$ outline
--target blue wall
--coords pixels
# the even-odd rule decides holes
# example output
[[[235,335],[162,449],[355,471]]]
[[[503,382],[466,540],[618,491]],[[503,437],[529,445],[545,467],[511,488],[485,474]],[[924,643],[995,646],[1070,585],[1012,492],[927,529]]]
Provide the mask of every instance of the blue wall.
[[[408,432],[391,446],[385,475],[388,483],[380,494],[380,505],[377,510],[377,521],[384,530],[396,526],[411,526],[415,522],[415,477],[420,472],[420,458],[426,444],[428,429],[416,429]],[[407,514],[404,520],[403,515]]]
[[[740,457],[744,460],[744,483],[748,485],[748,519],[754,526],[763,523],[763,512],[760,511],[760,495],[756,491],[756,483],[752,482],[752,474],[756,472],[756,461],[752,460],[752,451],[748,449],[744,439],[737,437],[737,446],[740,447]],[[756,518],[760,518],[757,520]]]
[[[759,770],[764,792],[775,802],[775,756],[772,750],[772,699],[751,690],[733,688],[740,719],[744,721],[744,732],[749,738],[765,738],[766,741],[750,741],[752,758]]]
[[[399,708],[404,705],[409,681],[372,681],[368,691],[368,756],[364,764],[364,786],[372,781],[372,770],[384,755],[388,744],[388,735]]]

++++++++++++++++++++

▶ _Task goal_
Update the records above so that every occurrence of "blue wall" becomes "gray wall", and reproduce all lines otherwise unchanged.

▶ _Exercise result_
$ outline
--target gray wall
--coords pixels
# the even-odd rule decides holes
# example output
[[[235,335],[162,449],[355,471]]]
[[[503,382],[466,540],[618,491]],[[503,437],[529,445],[545,467],[511,488],[485,474]],[[924,643],[995,646],[1070,585],[1012,492],[927,529]]]
Provide the mask of every instance of the gray wall.
[[[408,432],[391,446],[385,475],[388,483],[380,494],[380,505],[377,510],[377,521],[384,530],[396,526],[411,526],[415,522],[415,477],[420,472],[420,458],[426,444],[428,429],[416,429]],[[407,514],[404,520],[403,515]]]
[[[740,457],[744,460],[744,483],[748,485],[748,519],[754,526],[763,523],[763,512],[760,511],[760,495],[756,491],[756,483],[752,482],[752,474],[756,472],[756,461],[752,460],[752,451],[748,449],[744,439],[737,437],[737,446],[740,447]],[[756,518],[760,518],[757,520]]]
[[[759,770],[764,792],[775,802],[775,756],[772,750],[772,699],[751,690],[733,688],[740,719],[744,721],[744,732],[749,738],[765,738],[766,741],[750,741],[752,758]]]
[[[399,708],[404,705],[409,681],[372,681],[368,691],[368,756],[364,764],[364,786],[372,781],[372,770],[384,755],[388,744],[388,735]]]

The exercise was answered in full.